=== INFORMATION GIVEN ===

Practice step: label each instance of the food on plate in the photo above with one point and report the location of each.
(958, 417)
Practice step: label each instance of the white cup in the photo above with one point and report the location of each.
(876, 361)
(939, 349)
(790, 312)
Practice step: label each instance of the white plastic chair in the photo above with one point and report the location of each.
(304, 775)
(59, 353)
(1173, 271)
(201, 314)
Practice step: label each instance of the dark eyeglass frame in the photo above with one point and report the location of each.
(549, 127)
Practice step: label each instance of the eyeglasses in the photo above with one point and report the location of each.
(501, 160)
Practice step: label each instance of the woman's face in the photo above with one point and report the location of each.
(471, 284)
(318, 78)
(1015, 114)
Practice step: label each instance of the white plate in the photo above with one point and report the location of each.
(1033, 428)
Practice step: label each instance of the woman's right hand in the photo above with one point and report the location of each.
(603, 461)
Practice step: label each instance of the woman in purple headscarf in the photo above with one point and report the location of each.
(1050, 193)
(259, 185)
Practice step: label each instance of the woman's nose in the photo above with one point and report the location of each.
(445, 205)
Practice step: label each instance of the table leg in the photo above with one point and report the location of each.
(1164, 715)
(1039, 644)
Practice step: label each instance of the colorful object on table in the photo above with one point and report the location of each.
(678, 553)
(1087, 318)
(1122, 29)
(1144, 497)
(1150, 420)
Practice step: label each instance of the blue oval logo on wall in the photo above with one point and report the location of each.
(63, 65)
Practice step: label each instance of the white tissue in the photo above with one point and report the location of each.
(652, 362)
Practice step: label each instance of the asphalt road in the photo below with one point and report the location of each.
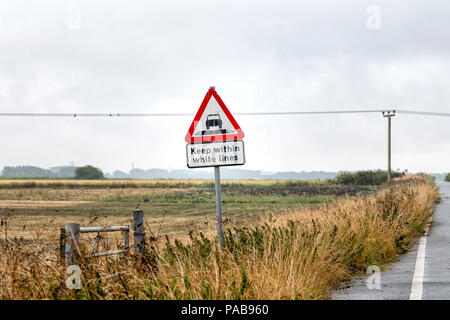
(421, 274)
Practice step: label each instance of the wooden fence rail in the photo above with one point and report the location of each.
(70, 239)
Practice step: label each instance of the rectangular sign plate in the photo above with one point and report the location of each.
(221, 153)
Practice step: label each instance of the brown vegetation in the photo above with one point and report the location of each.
(294, 255)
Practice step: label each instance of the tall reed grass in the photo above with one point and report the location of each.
(298, 255)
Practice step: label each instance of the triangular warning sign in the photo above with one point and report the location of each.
(213, 122)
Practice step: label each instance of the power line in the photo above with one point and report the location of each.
(425, 113)
(117, 115)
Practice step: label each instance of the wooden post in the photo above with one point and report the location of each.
(126, 238)
(72, 239)
(62, 243)
(139, 231)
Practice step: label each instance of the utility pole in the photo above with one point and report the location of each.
(389, 114)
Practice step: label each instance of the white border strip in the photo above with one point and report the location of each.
(417, 283)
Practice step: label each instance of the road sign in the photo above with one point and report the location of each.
(214, 141)
(222, 153)
(213, 122)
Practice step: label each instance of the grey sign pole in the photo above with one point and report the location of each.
(218, 204)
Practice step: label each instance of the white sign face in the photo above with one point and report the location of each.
(213, 121)
(221, 153)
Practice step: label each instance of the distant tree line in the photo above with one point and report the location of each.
(365, 177)
(86, 172)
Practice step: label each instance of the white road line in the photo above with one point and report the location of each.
(417, 283)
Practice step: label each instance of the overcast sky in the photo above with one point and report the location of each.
(162, 56)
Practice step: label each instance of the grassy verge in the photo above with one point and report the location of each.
(298, 255)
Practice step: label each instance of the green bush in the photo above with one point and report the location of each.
(88, 173)
(364, 178)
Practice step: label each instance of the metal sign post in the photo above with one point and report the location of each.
(218, 204)
(389, 114)
(213, 140)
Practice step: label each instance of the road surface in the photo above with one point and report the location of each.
(421, 274)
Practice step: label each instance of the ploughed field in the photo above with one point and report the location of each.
(171, 207)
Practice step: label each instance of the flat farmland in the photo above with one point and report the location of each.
(171, 207)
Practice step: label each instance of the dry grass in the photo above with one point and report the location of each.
(295, 255)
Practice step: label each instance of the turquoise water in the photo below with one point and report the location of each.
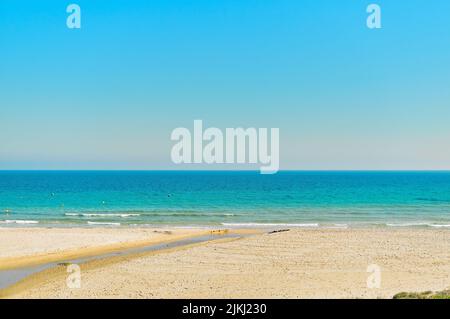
(308, 199)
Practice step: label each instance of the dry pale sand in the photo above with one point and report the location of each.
(300, 263)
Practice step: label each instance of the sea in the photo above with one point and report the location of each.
(337, 199)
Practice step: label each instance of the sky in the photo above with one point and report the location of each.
(108, 95)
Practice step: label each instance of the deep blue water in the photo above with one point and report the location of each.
(62, 198)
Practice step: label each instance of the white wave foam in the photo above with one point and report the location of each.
(19, 222)
(104, 224)
(269, 225)
(101, 215)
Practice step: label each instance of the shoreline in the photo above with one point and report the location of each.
(311, 253)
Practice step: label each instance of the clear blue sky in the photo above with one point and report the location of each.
(109, 95)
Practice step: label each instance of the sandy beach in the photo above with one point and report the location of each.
(299, 263)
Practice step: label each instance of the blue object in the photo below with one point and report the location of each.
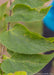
(49, 18)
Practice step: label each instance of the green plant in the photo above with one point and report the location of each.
(25, 47)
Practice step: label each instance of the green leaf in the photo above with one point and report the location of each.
(28, 63)
(31, 3)
(26, 14)
(51, 39)
(19, 39)
(3, 8)
(18, 73)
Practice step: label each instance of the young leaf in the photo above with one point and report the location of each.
(26, 14)
(25, 41)
(28, 63)
(3, 8)
(31, 3)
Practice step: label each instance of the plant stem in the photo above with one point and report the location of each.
(10, 12)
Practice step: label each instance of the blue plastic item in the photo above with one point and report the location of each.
(49, 18)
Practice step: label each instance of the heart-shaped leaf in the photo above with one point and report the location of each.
(25, 41)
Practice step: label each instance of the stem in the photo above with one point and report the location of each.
(10, 12)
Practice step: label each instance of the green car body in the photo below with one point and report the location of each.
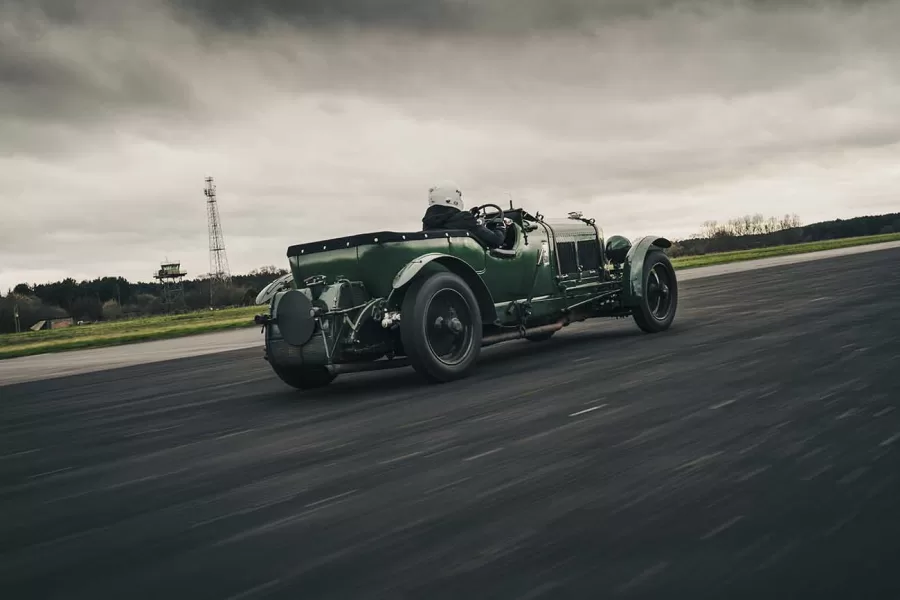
(433, 299)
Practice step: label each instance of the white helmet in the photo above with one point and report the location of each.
(445, 194)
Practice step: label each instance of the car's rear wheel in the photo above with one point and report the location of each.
(659, 300)
(440, 327)
(304, 378)
(540, 337)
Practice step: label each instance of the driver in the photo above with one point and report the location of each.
(445, 211)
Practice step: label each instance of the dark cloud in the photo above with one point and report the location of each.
(322, 118)
(513, 16)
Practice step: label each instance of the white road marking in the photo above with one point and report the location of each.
(722, 404)
(483, 454)
(587, 410)
(890, 440)
(330, 499)
(723, 527)
(399, 458)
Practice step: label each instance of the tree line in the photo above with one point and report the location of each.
(111, 298)
(756, 231)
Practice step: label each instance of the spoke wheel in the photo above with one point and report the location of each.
(449, 330)
(659, 300)
(659, 292)
(440, 327)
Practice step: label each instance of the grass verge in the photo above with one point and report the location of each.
(720, 258)
(116, 333)
(126, 331)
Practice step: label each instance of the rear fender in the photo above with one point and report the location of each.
(408, 273)
(633, 274)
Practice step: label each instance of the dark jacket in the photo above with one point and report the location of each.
(448, 217)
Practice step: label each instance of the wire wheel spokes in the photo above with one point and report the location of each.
(659, 292)
(448, 326)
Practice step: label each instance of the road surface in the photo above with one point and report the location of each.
(751, 452)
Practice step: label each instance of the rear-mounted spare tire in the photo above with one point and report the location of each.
(440, 327)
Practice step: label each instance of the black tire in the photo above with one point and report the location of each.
(304, 378)
(426, 323)
(659, 302)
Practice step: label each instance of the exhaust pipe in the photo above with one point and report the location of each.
(378, 365)
(520, 333)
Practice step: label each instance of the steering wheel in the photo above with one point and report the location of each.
(480, 209)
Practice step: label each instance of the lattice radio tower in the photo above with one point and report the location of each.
(218, 261)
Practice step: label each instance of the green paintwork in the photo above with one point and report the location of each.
(617, 248)
(556, 269)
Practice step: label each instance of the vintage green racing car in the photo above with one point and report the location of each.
(433, 299)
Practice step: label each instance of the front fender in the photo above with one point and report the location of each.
(633, 273)
(453, 264)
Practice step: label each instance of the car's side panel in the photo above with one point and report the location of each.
(634, 267)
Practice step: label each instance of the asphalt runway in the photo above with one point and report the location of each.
(752, 451)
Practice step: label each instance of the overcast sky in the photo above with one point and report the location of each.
(324, 117)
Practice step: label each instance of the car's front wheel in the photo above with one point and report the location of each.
(440, 327)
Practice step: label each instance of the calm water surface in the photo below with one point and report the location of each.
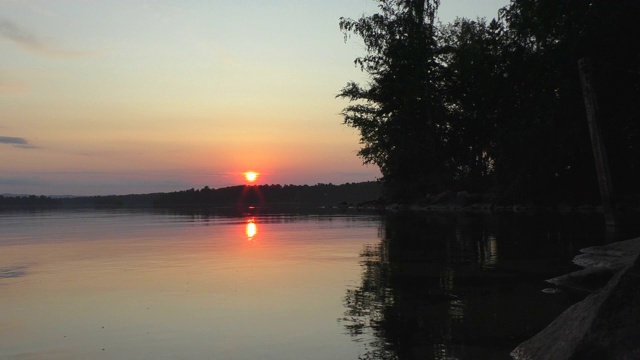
(143, 285)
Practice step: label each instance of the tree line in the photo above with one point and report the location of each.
(495, 106)
(307, 195)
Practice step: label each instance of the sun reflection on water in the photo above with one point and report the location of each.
(251, 229)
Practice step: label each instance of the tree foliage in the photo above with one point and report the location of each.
(496, 105)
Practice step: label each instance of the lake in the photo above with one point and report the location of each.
(121, 284)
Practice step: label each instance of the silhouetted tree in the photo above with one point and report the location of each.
(398, 114)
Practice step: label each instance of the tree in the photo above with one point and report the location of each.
(398, 113)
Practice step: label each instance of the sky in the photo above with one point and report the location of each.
(141, 96)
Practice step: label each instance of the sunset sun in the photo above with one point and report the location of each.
(251, 176)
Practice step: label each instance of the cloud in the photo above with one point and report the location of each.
(32, 42)
(16, 141)
(8, 87)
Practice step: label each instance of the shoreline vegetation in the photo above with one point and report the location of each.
(359, 196)
(496, 106)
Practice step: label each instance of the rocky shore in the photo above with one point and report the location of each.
(606, 324)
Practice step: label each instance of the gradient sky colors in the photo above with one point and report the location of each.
(119, 97)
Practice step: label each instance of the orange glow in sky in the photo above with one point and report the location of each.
(251, 176)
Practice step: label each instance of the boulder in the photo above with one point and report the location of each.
(605, 325)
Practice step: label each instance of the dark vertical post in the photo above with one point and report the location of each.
(599, 151)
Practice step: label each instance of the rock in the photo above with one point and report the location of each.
(605, 325)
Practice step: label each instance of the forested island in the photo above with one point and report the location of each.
(245, 195)
(496, 106)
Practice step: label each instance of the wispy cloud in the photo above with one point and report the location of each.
(12, 87)
(29, 40)
(17, 142)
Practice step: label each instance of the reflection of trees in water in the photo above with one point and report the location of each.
(365, 314)
(449, 287)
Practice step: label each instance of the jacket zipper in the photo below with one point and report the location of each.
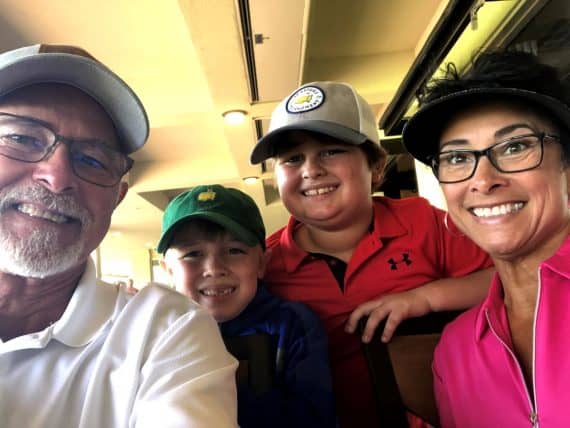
(533, 415)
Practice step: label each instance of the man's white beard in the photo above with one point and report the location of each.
(39, 255)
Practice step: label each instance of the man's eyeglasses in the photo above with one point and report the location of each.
(29, 140)
(515, 154)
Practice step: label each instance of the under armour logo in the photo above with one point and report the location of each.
(405, 259)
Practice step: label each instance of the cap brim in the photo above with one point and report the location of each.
(114, 95)
(265, 147)
(231, 226)
(422, 131)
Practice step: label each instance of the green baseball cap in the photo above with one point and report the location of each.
(230, 208)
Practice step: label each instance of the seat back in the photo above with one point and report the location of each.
(256, 360)
(401, 369)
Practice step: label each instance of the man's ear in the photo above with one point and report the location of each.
(263, 262)
(123, 188)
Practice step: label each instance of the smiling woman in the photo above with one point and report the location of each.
(501, 151)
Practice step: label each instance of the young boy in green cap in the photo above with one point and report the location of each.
(213, 243)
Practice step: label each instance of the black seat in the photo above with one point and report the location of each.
(401, 369)
(256, 360)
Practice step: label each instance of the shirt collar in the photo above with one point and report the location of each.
(494, 305)
(386, 225)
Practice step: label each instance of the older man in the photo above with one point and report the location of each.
(74, 352)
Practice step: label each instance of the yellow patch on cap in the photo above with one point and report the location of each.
(208, 195)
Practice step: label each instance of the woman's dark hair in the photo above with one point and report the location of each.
(518, 70)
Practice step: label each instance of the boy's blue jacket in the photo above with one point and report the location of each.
(302, 396)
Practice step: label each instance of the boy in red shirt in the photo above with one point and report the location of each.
(347, 254)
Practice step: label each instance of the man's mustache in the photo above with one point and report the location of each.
(65, 205)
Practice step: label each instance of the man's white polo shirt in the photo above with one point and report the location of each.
(155, 359)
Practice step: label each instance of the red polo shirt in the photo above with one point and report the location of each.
(407, 247)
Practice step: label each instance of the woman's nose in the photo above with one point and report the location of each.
(486, 176)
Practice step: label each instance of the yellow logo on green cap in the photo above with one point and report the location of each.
(208, 195)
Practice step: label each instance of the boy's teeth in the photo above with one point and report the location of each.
(33, 211)
(320, 191)
(211, 292)
(497, 210)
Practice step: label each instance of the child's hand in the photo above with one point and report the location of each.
(397, 307)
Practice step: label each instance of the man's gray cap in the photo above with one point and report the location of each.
(74, 66)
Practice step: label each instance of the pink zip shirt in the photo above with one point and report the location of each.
(477, 379)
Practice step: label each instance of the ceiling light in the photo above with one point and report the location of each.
(234, 117)
(250, 180)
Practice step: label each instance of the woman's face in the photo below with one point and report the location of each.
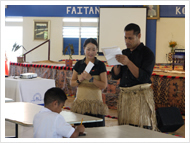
(90, 51)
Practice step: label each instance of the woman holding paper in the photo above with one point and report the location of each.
(90, 75)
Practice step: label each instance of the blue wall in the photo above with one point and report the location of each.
(92, 11)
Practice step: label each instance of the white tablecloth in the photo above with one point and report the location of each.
(27, 90)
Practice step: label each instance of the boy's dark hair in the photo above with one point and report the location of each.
(54, 94)
(134, 27)
(90, 40)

===

- **WHAT IS EXPECTED**
Return the data verbatim, beginning at the line that contains "Practice step: label each instance of the boy's dark" and ending with the last line of the data.

- **COMPLETE OUTPUT**
Practice step: label each instance of the boy's dark hair in the photo above with one point and report the location of each.
(54, 94)
(134, 27)
(90, 40)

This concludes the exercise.